■ **Exercise directions**
Copy the following entries word for word, leaving out the pictures.

■ **Material provided**
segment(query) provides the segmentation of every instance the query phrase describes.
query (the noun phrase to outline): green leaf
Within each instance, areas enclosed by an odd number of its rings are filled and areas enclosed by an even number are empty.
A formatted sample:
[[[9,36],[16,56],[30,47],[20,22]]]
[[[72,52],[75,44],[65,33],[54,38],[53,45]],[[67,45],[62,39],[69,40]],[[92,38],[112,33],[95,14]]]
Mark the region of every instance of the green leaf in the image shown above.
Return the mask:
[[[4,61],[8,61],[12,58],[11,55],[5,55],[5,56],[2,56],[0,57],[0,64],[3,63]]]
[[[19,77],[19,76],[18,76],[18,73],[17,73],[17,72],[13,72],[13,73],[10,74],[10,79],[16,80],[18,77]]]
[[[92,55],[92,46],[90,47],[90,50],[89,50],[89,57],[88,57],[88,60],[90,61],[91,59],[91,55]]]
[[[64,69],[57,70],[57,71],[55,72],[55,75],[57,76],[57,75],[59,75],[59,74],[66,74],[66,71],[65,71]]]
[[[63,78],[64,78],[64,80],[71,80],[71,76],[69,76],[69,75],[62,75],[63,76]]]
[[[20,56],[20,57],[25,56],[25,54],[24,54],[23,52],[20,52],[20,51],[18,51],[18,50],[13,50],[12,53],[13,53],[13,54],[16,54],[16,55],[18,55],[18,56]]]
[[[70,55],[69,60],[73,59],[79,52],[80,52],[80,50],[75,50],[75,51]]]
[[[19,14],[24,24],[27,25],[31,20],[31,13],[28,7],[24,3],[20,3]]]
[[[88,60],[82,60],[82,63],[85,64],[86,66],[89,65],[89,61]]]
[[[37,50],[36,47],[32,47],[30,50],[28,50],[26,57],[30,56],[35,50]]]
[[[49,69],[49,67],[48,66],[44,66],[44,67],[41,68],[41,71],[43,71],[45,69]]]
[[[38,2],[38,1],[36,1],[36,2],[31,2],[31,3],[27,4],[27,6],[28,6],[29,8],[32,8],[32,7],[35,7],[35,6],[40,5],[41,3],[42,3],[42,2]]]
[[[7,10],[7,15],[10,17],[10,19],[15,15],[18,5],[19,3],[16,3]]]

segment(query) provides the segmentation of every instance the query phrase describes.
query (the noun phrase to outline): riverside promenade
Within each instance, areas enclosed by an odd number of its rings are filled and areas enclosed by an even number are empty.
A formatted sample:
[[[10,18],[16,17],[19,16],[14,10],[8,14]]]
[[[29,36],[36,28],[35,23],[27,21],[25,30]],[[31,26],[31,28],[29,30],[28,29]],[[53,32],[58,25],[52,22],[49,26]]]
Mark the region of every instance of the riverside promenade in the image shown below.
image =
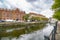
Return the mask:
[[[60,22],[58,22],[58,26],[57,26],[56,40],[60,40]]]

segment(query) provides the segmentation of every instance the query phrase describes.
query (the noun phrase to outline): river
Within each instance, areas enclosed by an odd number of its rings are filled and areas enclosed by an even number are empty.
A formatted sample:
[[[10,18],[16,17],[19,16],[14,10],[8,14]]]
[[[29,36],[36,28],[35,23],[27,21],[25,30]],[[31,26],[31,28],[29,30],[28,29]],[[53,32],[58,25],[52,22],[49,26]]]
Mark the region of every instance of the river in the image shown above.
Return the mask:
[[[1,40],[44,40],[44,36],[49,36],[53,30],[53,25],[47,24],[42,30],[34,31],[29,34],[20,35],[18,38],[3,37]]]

■ **Complete answer**
segment(query) provides the segmentation of every instance the query phrase describes.
query (the noun phrase to outline): green leaf
Within each instance, areas enclosed by an odd number of its rings are filled and areas enclosed by an even number are empty.
A formatted sample:
[[[9,36],[16,56],[30,47],[20,22]]]
[[[72,52],[75,44],[65,33],[54,38],[53,45]],[[67,45],[62,39],[69,40]],[[92,38],[112,33],[95,14]]]
Mark the region of every instance of the green leaf in the image shown above.
Return the mask:
[[[4,61],[8,61],[12,58],[11,55],[5,55],[5,56],[2,56],[0,57],[0,64],[3,63]]]
[[[19,77],[19,76],[18,76],[18,73],[17,73],[17,72],[13,72],[13,73],[10,74],[10,79],[16,80],[18,77]]]
[[[92,55],[92,46],[90,47],[90,50],[89,50],[89,57],[88,57],[88,60],[90,61],[91,59],[91,55]]]
[[[64,69],[57,70],[57,71],[55,72],[55,75],[57,76],[57,75],[59,75],[59,74],[66,74],[66,71],[65,71]]]
[[[63,78],[64,78],[64,80],[71,80],[71,76],[69,76],[69,75],[62,75],[63,76]]]
[[[20,56],[20,57],[25,56],[25,54],[24,54],[23,52],[20,52],[20,51],[18,51],[18,50],[13,50],[12,53],[13,53],[13,54],[16,54],[16,55],[18,55],[18,56]]]
[[[70,55],[69,60],[73,59],[79,52],[80,52],[80,50],[75,50],[75,51]]]
[[[19,14],[24,24],[27,25],[31,20],[31,13],[28,7],[24,3],[20,3]]]
[[[88,60],[82,60],[82,63],[85,64],[86,66],[89,65],[89,61]]]
[[[37,50],[36,47],[32,47],[30,50],[28,50],[26,57],[30,56],[35,50]]]
[[[49,69],[49,67],[48,66],[44,66],[44,67],[41,68],[41,71],[43,71],[45,69]]]
[[[38,2],[38,1],[36,1],[36,2],[31,2],[31,3],[27,4],[27,6],[28,6],[29,8],[32,8],[32,7],[35,7],[35,6],[40,5],[41,3],[42,3],[42,2]]]
[[[7,10],[7,15],[10,17],[10,19],[15,15],[18,5],[19,3],[16,3]]]

segment(query) provides the segmentation of every instance the query phrase describes.
query (the noun phrase to outline): riverside promenade
Within each instance, areas enclosed by an odd number of its rings are filled and areas enclosed by an even number are empty.
A formatted sample:
[[[10,18],[16,17],[19,16],[14,10],[8,14]]]
[[[29,36],[36,28],[35,23],[27,21],[25,30]],[[31,26],[31,28],[29,30],[28,29]],[[53,32],[58,25],[52,22],[49,26]]]
Mark the region of every instance of the riverside promenade in the image shown below.
image =
Return the mask:
[[[60,22],[58,22],[58,26],[57,26],[56,40],[60,40]]]

segment(query) provides the segmentation of every instance the query phrase describes.
query (the noun phrase to outline): river
Within each instance, areas enclosed by an odd number of its rings are filled and areas enclosed by an even number are empty.
A formatted sample:
[[[10,18],[16,17],[19,16],[14,10],[8,14]]]
[[[29,36],[36,28],[35,23],[27,21],[25,30]],[[31,26],[31,28],[29,30],[28,29]],[[53,32],[58,25],[52,22],[49,26]]]
Mark the region of every instance of the river in the image shown above.
Return the mask:
[[[1,40],[44,40],[44,36],[49,36],[53,30],[53,25],[47,24],[42,30],[34,31],[29,34],[20,35],[18,38],[3,37]]]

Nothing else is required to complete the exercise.